___ SOURCE DATA

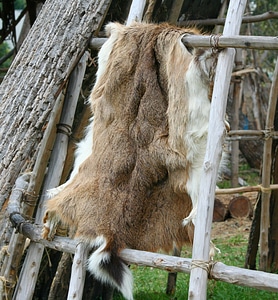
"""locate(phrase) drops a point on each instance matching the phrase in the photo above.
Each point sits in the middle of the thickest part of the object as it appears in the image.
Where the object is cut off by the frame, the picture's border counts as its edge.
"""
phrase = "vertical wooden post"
(201, 245)
(235, 121)
(136, 11)
(78, 273)
(28, 276)
(266, 172)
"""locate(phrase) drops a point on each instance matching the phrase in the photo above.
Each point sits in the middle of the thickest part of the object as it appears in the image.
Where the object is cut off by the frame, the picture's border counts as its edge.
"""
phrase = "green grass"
(150, 283)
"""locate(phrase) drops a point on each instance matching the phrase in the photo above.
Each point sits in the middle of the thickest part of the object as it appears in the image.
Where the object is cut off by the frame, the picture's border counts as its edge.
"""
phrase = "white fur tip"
(191, 217)
(95, 261)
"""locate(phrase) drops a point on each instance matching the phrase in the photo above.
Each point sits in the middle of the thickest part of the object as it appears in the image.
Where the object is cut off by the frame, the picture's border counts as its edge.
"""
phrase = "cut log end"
(240, 207)
(220, 211)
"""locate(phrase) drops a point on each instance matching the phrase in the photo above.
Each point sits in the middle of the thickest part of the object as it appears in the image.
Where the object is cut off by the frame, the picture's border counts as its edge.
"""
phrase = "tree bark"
(28, 92)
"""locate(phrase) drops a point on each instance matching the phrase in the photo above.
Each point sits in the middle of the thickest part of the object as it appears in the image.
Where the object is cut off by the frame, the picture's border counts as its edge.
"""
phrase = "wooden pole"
(216, 131)
(78, 273)
(30, 270)
(219, 271)
(231, 41)
(37, 76)
(235, 120)
(266, 173)
(136, 11)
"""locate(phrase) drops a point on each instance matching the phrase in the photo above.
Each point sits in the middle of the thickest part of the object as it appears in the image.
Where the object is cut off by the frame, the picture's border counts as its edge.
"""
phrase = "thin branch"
(221, 21)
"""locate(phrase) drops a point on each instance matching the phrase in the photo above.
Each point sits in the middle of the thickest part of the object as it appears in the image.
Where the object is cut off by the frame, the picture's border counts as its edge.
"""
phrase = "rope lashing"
(268, 133)
(264, 189)
(205, 265)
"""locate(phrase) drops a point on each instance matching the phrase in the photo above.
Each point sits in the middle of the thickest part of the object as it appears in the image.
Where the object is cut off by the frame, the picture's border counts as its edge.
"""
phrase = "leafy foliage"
(19, 4)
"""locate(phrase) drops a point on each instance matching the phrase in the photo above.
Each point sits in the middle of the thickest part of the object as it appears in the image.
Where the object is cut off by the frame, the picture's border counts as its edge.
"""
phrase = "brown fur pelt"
(131, 192)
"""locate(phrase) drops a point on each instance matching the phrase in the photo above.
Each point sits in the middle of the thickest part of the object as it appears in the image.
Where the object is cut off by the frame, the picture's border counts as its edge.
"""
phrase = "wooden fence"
(200, 267)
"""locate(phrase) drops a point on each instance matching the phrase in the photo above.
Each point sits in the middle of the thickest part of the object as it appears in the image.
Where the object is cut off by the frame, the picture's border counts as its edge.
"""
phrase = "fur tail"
(109, 268)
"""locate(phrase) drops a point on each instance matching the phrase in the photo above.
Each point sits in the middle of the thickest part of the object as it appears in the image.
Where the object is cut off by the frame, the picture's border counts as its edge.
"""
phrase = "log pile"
(238, 207)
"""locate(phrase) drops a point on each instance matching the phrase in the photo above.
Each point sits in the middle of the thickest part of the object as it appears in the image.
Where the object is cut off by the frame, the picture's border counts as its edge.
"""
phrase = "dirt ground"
(232, 226)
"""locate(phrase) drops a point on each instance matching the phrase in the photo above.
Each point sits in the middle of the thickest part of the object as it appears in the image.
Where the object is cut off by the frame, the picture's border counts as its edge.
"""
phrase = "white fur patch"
(99, 256)
(196, 134)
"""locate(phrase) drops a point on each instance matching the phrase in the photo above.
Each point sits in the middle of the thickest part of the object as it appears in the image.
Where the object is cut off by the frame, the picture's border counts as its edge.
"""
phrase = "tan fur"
(132, 189)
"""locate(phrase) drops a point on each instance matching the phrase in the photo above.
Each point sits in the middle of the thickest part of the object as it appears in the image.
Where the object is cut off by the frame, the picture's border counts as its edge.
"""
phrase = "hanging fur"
(141, 175)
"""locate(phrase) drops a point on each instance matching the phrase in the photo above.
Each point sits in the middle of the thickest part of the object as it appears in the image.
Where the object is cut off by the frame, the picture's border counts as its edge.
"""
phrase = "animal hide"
(134, 189)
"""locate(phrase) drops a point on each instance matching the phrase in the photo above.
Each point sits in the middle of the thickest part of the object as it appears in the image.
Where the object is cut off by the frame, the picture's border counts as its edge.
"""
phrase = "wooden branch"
(136, 11)
(221, 21)
(231, 41)
(245, 189)
(27, 281)
(216, 132)
(266, 173)
(30, 87)
(78, 273)
(233, 135)
(220, 271)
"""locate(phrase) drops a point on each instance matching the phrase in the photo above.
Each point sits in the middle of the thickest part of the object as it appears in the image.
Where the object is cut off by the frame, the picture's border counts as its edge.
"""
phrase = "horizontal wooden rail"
(221, 21)
(245, 189)
(217, 270)
(234, 135)
(238, 41)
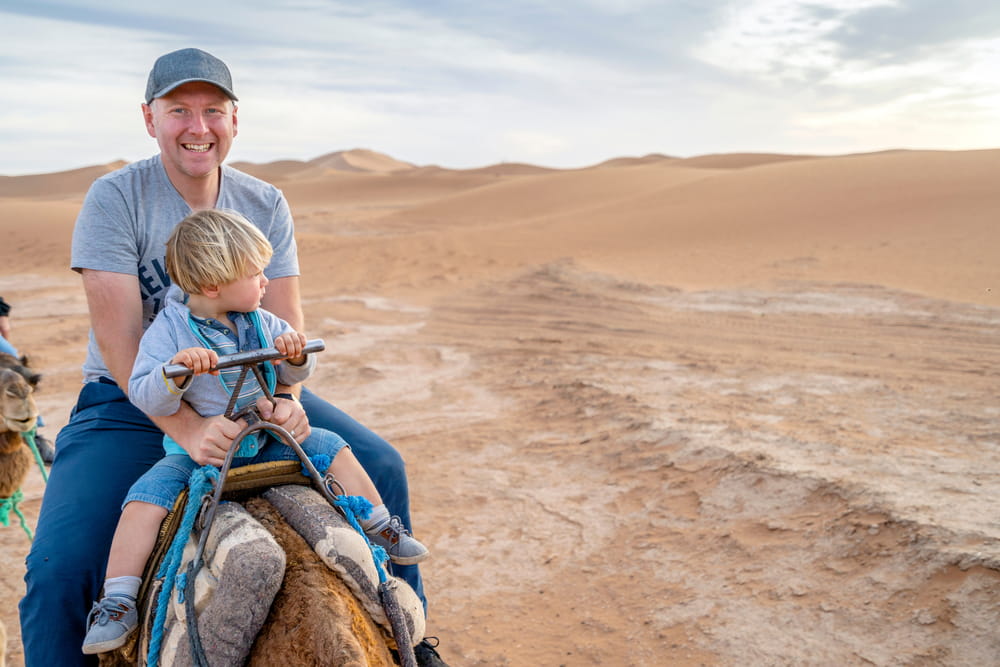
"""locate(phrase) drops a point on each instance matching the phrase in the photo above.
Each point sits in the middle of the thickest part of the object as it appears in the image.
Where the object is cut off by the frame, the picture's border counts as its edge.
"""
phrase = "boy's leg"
(382, 463)
(105, 447)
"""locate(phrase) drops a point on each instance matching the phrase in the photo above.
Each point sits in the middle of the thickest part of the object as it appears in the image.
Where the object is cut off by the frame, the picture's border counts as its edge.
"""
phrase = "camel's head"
(17, 404)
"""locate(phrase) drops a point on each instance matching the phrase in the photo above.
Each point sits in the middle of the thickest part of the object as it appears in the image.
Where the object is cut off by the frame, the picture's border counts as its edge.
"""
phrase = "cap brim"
(163, 91)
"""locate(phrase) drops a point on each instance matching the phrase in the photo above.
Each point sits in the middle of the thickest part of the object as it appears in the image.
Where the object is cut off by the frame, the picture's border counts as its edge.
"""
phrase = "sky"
(558, 83)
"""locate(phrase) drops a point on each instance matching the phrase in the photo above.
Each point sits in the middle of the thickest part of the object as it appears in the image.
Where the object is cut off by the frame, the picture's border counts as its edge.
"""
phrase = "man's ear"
(147, 116)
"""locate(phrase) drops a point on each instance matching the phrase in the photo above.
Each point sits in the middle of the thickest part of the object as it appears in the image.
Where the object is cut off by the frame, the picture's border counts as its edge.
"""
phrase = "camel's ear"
(32, 377)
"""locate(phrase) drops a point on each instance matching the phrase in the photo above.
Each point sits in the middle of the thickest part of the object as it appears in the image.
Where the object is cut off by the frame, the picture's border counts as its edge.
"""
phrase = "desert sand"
(723, 410)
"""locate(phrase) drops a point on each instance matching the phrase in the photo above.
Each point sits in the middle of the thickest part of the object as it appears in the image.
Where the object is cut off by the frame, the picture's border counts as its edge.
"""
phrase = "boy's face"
(243, 294)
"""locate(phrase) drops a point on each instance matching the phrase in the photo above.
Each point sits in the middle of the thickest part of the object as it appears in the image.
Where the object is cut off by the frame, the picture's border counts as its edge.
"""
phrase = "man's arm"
(284, 300)
(116, 318)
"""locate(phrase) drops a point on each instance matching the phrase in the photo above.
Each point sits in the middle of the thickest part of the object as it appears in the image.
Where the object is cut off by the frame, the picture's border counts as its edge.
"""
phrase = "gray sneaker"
(109, 624)
(403, 548)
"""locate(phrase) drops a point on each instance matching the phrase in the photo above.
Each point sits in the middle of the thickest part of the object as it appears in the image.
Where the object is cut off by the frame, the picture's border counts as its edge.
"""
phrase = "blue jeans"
(106, 446)
(7, 348)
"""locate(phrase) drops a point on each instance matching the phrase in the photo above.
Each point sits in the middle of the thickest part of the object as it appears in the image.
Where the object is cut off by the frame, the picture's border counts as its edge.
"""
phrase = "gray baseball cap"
(179, 67)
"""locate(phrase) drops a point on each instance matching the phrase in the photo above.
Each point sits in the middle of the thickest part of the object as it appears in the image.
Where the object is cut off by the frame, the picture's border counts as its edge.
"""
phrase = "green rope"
(29, 436)
(11, 504)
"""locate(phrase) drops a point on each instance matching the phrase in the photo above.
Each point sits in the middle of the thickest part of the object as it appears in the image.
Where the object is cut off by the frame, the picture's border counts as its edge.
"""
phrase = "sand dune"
(728, 409)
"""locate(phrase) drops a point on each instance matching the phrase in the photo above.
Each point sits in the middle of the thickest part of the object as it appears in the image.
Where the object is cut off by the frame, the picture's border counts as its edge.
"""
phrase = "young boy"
(215, 260)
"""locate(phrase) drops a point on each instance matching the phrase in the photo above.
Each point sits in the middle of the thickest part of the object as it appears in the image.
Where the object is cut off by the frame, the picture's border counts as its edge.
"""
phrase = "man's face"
(194, 125)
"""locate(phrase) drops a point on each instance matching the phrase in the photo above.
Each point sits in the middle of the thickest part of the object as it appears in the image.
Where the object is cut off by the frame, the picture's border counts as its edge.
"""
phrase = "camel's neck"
(10, 441)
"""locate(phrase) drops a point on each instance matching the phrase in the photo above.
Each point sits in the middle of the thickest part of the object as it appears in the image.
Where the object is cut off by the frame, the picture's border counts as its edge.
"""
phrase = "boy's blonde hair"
(214, 247)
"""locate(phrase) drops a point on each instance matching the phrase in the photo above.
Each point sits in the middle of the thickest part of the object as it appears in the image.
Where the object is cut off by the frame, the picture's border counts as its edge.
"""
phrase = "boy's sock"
(378, 517)
(126, 586)
(388, 532)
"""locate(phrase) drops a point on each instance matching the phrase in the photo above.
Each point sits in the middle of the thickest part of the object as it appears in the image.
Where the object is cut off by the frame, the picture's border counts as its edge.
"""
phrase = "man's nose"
(198, 124)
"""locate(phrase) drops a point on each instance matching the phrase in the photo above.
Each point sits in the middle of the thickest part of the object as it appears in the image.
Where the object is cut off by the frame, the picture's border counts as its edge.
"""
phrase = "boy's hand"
(198, 359)
(291, 345)
(285, 413)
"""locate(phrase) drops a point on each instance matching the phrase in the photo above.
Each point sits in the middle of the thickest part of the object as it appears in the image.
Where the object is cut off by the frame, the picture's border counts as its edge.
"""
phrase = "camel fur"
(326, 612)
(18, 414)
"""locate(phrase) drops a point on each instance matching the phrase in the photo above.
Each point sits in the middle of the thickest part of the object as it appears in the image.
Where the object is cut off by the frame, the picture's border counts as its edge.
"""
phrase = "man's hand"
(287, 414)
(290, 345)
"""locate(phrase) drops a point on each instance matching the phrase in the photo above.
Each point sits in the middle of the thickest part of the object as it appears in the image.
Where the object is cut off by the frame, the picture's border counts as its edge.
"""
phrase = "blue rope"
(199, 486)
(353, 508)
(357, 506)
(30, 438)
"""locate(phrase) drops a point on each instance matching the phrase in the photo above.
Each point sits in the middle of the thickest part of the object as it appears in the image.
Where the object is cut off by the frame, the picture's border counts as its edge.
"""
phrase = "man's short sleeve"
(104, 235)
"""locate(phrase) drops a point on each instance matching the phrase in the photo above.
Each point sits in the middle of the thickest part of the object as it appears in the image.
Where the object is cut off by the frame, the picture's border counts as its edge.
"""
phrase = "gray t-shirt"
(127, 218)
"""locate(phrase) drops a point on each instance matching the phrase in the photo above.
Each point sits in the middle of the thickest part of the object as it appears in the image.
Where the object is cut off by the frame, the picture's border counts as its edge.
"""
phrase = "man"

______

» **THE PROBLEM**
Please list every line of the material above that contains the string "gray", with uppercase and lowercase letters treated as different.

» **RESULT OF THIS EXERCISE**
phrase = "gray sneaker"
phrase = "gray baseball cap"
phrase = "gray t-shirt"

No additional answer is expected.